* Do this *
Repeat every line below exactly, word for word.

* Supplied records *
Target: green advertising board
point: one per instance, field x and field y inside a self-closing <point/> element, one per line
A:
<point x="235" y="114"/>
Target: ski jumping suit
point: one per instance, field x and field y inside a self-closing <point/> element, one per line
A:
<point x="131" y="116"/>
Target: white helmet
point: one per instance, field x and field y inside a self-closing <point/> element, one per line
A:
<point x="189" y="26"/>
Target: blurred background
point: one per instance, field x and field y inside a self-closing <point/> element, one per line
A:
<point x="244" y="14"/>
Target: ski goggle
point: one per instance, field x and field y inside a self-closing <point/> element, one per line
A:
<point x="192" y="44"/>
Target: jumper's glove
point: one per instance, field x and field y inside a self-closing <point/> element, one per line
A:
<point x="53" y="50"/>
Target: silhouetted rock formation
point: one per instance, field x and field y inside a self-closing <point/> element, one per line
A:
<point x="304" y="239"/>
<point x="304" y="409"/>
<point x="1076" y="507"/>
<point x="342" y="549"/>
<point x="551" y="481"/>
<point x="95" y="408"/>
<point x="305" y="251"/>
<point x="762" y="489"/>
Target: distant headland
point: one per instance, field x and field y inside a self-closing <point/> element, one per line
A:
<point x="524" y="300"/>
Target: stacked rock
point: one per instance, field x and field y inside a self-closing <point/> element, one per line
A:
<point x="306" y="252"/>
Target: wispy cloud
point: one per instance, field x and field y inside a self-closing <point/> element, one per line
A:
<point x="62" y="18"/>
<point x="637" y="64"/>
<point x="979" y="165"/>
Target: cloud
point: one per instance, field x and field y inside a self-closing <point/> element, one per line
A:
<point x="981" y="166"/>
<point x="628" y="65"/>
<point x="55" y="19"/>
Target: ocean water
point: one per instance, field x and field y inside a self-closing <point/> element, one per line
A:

* Response to this task *
Target: green advertising board
point: one per instance, field x and field y inside a self-closing <point/> element, one per line
A:
<point x="235" y="114"/>
Target: ski jumping suit
point: one per instance, field x and field y inside a self-closing <point/> element, one per line
A:
<point x="131" y="116"/>
Target: white helmet
point: one per instance, field x and field y inside a self-closing <point/> element, one per line
A:
<point x="189" y="26"/>
Target: blurred background
point: one per instance, field x and field y inside a self-closing <point/> element, one per line
A:
<point x="244" y="14"/>
Target: ski goggle
point: one per instance, field x and field y inside a self-closing <point/> element, one per line
A:
<point x="192" y="44"/>
Target: jumper's glove
point: one per instance, field x and field y inside a self-closing <point/> element, one per line
A:
<point x="53" y="50"/>
Target: silhouetted rock formation
point: one per instance, field x and field y inside a self-closing <point/> element, one per line
A:
<point x="304" y="239"/>
<point x="304" y="409"/>
<point x="1076" y="507"/>
<point x="342" y="549"/>
<point x="551" y="481"/>
<point x="95" y="408"/>
<point x="305" y="251"/>
<point x="762" y="489"/>
Target: distant headland
point: one per instance, field x and field y inside a self-closing <point/> element, one per line
A:
<point x="524" y="300"/>
Target: stacked rock
point: one per instance, field x and field y inside a self-closing <point/> element, one per line
A:
<point x="306" y="252"/>
Target: wispy cloud
point: one per instance, field x and field y inside a self-closing <point/> element, one per line
A:
<point x="62" y="18"/>
<point x="637" y="64"/>
<point x="979" y="165"/>
Target: cloud
point: one per instance, field x and field y inside a self-closing <point/> element, one per line
A:
<point x="981" y="166"/>
<point x="628" y="65"/>
<point x="55" y="19"/>
Target: ocean water
point: one per instance, field x and field y inside a self-closing <point/> element, one per line
A:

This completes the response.